WORK ITEM: Once the pictures have been excluded, set down each remaining entry word for word.
___ INPUT DATA ___
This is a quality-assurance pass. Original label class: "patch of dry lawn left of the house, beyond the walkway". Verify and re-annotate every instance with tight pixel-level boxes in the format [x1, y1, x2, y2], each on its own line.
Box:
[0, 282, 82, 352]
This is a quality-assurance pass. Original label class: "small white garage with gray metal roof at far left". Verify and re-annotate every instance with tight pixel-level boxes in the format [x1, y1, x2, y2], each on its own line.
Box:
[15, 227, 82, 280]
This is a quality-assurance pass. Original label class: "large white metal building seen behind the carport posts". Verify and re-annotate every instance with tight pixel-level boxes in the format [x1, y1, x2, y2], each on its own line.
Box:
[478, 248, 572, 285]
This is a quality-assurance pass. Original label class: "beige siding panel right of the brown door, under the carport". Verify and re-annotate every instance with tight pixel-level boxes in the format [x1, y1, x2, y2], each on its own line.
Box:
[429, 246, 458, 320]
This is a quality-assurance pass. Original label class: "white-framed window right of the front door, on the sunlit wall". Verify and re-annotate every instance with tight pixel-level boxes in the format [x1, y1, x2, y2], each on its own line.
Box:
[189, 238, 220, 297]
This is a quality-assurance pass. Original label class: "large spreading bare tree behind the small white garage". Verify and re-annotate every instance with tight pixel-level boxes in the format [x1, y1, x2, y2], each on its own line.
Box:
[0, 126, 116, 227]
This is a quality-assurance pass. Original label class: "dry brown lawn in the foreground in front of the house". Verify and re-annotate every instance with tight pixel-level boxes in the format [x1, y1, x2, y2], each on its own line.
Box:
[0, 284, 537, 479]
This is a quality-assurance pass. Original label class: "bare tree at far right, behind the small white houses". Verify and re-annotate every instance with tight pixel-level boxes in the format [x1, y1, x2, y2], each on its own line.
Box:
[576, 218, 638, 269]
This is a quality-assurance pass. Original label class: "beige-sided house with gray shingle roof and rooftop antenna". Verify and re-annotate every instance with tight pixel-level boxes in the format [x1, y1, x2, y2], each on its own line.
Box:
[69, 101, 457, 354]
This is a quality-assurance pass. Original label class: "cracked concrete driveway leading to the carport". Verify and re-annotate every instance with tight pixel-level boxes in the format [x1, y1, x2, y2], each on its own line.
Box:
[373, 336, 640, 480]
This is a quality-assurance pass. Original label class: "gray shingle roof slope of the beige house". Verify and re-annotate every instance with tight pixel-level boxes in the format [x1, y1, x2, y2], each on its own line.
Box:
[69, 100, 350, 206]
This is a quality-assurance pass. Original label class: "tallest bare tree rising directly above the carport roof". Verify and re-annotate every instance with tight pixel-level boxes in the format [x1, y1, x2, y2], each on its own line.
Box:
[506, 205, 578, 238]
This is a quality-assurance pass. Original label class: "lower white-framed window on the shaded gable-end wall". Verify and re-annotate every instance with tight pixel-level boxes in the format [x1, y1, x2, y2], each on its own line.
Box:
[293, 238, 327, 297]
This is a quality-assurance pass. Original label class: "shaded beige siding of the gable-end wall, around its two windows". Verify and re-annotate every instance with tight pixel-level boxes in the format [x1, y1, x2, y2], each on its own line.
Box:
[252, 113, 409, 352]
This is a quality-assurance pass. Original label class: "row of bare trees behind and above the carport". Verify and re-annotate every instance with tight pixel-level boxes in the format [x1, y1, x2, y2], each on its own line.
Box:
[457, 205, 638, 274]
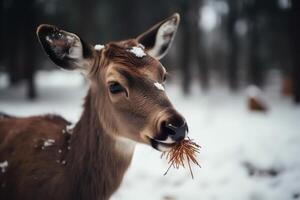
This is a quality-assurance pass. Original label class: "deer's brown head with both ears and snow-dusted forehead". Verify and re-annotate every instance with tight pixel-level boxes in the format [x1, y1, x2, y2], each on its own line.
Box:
[37, 14, 187, 151]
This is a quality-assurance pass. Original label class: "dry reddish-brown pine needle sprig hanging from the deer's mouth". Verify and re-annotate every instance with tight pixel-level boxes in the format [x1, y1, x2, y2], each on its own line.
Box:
[161, 137, 201, 178]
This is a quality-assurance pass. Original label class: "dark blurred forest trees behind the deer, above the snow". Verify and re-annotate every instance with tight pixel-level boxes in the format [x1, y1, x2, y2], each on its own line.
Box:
[0, 0, 300, 103]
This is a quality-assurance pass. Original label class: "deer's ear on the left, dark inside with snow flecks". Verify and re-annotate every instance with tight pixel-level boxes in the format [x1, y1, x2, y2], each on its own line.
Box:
[37, 24, 93, 70]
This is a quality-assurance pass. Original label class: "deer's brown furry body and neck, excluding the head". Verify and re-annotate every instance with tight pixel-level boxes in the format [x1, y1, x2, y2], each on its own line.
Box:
[0, 93, 130, 200]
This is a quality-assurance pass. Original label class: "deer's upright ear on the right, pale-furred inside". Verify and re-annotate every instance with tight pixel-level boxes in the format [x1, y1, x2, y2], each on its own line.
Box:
[137, 13, 180, 59]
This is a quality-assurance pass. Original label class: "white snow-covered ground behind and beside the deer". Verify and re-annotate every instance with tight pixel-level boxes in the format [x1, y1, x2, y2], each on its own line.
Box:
[0, 71, 300, 200]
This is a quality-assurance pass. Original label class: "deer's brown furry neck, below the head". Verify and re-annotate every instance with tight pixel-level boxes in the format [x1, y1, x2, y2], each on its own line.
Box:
[67, 91, 134, 199]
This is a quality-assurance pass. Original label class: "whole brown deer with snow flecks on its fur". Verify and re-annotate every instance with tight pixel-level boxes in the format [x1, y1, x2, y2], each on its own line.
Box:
[0, 13, 188, 200]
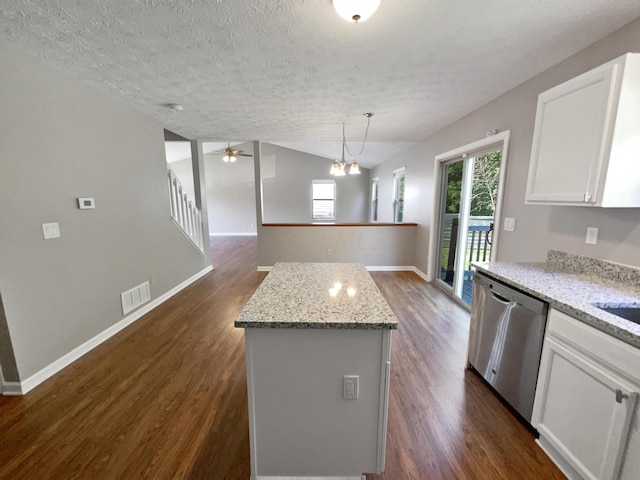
___
WRITTEN SOLUTION:
This is a quality-assurance pass. Original label class: "patch of dry lawn left of the house, beyond the walkway". Verify and re-annotate every instance with tight pixel-level boxes in the format [x1, y1, x2, y2], each on its own line.
Box:
[0, 282, 82, 352]
This is a quality-assurance pass. Original label class: "small white garage with gray metal roof at far left". Verify and re-annotate every instance with tight pixel-level boxes in the format [x1, y1, x2, y2], each on its own line.
Box:
[15, 227, 82, 280]
This is a quality-assurance pass. Original label class: "large white metal building seen behind the carport posts". Verify and re-annotate every instance with tight pixel-level boxes in the format [x1, y1, x2, y2], each on its own line.
Box:
[478, 248, 572, 285]
This is a quality-assurance pass. Original label class: "beige siding panel right of the brown door, under the carport". Verify and re-annotate every instance with tight pixel-level boxes in the format [x1, y1, x2, y2], each on its own line.
Box:
[429, 246, 458, 320]
This is a quality-assurance pass. Original label class: "white-framed window right of the front door, on the sunlit wall". Verify and re-annotate every instance with tight pixel-level boxes in the format [x1, y1, x2, y2], each on its own line.
Box:
[189, 238, 220, 297]
This is a quality-assurance pass. Original label class: "large spreading bare tree behind the small white garage". Verify and re-annotate every instance with tight pixel-level boxes in the format [x1, y1, x2, y2], each on its own line.
Box:
[0, 126, 116, 227]
This is a quality-assurance pass. Original label class: "dry brown lawn in the foreground in front of the house". Verify and re-annotate every instance with tight pixel-level boxes in the format [x1, y1, x2, y2], each on its own line.
Box:
[0, 284, 537, 479]
This is a quality-assurance pass. Original label class: "bare tree at far right, behind the small white houses". Verify and re-annotate every instance with tight pixel-level boxes in the format [x1, y1, x2, y2], each on its own line.
Box:
[576, 218, 638, 269]
This is a quality-assurance pass. Original label class: "beige-sided house with gray shingle roof and rooftop antenna". Verify and re-annotate every instance with tight pixel-level boxes in the format [x1, y1, x2, y2], each on its own line.
Box:
[69, 101, 457, 354]
This is a quality-assurance pass. Original label class: "cracked concrete driveway leading to the carport". Verify and re-annotate every instance with tight pixel-level boxes in the format [x1, y1, x2, y2], each on its own line.
Box:
[373, 336, 640, 480]
This is a quality-assurance pass. Original label class: "gray shingle roof slope of the beige house". Verify and re-annotate every instance with tight pixel-level boxes in the format [x1, y1, x2, y2], each on its own line.
Box:
[69, 100, 350, 206]
This is a quality-assurance pass. Original label class: "tallest bare tree rising directly above the carport roof". Verify and re-annotate every instance with tight pixel-level boxes in the format [x1, y1, x2, y2], each on its own line.
Box:
[506, 205, 578, 238]
This is a quality-assurance pass. Original label class: "lower white-framed window on the shaded gable-end wall". Verify and re-annotate every instance with tight pixel-level boxes in the format [x1, y1, x2, y2], each on its own line.
Box:
[293, 238, 327, 297]
This is a quality-assurance pass. Original label class: "shaded beige siding of the gable-end wall, around its two windows". Verify and re-annotate every instance with tight pixel-level boxes in the format [x1, y1, x2, y2], each on its own line.
Box:
[252, 113, 409, 352]
This is a quality-assurance pass. Original label class: "row of bare trees behind and above the carport". Verify and re-annotate every instance with tight pixel-level boxes in the format [x1, y1, x2, y2], each on its own line.
Box:
[457, 205, 638, 274]
This is a quality-assurance pass. Original label class: "deer's brown head with both ears and snow-dusted forehead". Verify and re-annotate every instance with tight pixel-level boxes in the format [x1, y1, x2, y2], each on its own line.
Box:
[37, 14, 187, 151]
This is a quality-assurance pass. Original label class: "dry reddish-brown pine needle sprig hanging from the deer's mouth". Verify and re-annotate every instance with tight pixel-level boxes in the format [x1, y1, x2, y2], each on its own line.
Box:
[161, 137, 201, 178]
This is a quality-assurance pass. Original label class: "dark blurred forest trees behind the deer, above the snow". Verify and re-annotate every instance with tight pixel-level boxes in the format [x1, y1, x2, y2], each on its own line.
Box:
[0, 0, 300, 103]
This is a quality-assurance pass. Original label class: "deer's ear on the left, dark inside with snow flecks". Verify and re-annotate every instance with tight pixel-level boxes in the format [x1, y1, x2, y2], each on its own line.
Box:
[37, 24, 93, 70]
This is a quality-assurance pass. Original label class: "deer's brown furry body and neck, excluding the head". Verify and re-annotate every instance with tight pixel-level boxes in the format [x1, y1, x2, y2], each on its own line.
Box:
[0, 93, 130, 200]
This is a quality-assurance pass. Original label class: "deer's upright ear on the right, pale-furred inside". Verify and re-annotate every instance with tight pixel-level boxes in the format [x1, y1, x2, y2], each on its own line.
Box:
[137, 13, 180, 59]
This is a quality-assurance pass. Original label class: "white snow-covered ground behind and beside the deer". Verify and re-annotate every instance with tight pixel-level boxes in the format [x1, y1, x2, y2], each on its own line.
Box:
[0, 71, 300, 200]
This is a quality-assurance pass. Original label class: "deer's brown furry neck, below the head". Verify and re-annotate every instance with tight pixel-level boxes in the format [x1, y1, x2, y2], each on its own line.
Box:
[67, 91, 134, 199]
This is a quality-assurance pass. Original label class: "whole brown deer with snow flecks on its fur". Verify and re-annotate every instance with tight pixel-level boxes in the format [x1, y1, x2, y2], each on its own line.
Box:
[0, 13, 188, 200]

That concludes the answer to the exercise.